**Excerpted text**:
↓↓↓
Studio album by Rodney Crowell
- Released: June 20, 1995
- Genre: Country
- Length: 37:58
- Label: MCA
- Producer: Tony Brown; Rodney Crowell;

Rodney Crowell chronology
| Let the Picture Paint Itself (1993) | Jewel of the South (1995) | Soul Searchin (1995) |

= Jewel of the South =

Jewel of the South is an album by the American country music artist Rodney Crowell. Released in 1995, it was his second and last album under the MCA Records label. Like its predecessor, it failed to chart on the Billboard Top Country Albums chart. Only one track, "Please Remember Me", was released as a single; it reached No. 69 on the Hot Country Songs chart. Tim McGraw would release a successful cover of the song on his 1999 album A Place in the Sun that hit No. 1 in the United States and Canada, as well as reaching No. 10 on The Billboard Hot 100.

During a 2008 interview, Crowell cited the track "Jewel of the South" as "one of the best songs" he has written and was surprised no other artist has covered it.

==Critical reception==

AllMusic wrote that the album "emphasizes Crowell, the thoughtful songwriter, over Crowell the neo-honky tonk bandleader."
↑↑↑
**Set exercise 1**: Retype the album article word for word, starting at "Rodney Crowell chronology" and ending at "Billboard Hot 100.".
**Set exercise 2**: According to the album article, what position did the single "Please Remember Me" reach on the Hot Country Songs chart?
The rows that come next have no connection to the album article.

Location identification items
↓↓↓
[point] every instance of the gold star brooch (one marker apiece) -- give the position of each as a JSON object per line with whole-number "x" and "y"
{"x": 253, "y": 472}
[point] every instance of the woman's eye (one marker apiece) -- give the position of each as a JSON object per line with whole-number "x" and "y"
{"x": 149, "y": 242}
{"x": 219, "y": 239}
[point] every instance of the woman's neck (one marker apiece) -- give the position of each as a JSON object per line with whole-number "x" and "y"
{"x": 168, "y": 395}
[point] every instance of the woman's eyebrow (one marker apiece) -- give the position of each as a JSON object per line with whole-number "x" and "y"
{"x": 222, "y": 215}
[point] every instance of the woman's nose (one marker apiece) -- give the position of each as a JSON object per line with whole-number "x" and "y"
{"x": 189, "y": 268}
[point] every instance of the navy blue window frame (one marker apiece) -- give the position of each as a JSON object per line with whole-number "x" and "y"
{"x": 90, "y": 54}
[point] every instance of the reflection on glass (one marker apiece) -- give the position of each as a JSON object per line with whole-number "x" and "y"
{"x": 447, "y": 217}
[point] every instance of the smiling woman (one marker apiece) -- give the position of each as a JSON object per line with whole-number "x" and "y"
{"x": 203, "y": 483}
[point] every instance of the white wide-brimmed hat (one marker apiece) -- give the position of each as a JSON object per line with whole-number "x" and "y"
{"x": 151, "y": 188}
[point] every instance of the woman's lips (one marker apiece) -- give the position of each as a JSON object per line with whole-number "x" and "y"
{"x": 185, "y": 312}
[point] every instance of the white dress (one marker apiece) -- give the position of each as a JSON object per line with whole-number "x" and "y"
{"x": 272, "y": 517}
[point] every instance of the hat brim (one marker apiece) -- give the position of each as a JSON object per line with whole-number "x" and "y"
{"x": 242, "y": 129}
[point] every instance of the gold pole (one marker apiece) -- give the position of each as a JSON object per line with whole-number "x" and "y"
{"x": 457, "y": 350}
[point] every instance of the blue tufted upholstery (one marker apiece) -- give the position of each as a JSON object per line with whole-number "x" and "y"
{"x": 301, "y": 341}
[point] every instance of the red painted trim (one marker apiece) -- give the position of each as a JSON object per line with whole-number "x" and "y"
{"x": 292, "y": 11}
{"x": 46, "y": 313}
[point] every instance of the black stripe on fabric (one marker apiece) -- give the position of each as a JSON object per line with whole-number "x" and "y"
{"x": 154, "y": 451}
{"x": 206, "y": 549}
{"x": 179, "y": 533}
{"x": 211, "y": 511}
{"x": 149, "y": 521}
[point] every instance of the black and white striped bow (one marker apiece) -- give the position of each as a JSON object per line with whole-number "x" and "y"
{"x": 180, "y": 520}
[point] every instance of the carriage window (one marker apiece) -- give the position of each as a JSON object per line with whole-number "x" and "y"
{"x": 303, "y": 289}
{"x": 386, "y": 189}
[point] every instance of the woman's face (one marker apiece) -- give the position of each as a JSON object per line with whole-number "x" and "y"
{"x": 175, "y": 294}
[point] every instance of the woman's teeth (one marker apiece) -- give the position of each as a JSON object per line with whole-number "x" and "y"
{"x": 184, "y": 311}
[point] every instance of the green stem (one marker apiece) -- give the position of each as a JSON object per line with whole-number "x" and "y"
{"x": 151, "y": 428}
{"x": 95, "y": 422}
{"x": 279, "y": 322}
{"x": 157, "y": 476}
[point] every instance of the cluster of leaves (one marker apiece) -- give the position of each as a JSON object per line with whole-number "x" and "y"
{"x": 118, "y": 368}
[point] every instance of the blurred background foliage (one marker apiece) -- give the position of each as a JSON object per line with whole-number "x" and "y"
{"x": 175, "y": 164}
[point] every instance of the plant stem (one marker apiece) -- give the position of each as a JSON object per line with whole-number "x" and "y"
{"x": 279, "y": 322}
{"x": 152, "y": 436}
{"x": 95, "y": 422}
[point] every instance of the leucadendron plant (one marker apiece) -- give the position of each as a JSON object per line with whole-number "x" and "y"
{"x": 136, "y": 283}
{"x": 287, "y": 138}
↑↑↑
**Expected output 1**:
Rodney Crowell chronology
| Let the Picture Paint Itself (1993) | Jewel of the South (1995) | Soul Searchin (1995) |

= Jewel of the South =

Jewel of the South is an album by the American country music artist Rodney Crowell. Released in 1995, it was his second and last album under the MCA Records label. Like its predecessor, it failed to chart on the Billboard Top Country Albums chart. Only one track, "Please Remember Me", was released as a single; it reached No. 69 on the Hot Country Songs chart. Tim McGraw would release a successful cover of the song on his 1999 album A Place in the Sun that hit No. 1 in the United States and Canada, as well as reaching No. 10 on The Billboard Hot 100.

**Expected output 2**: No. 69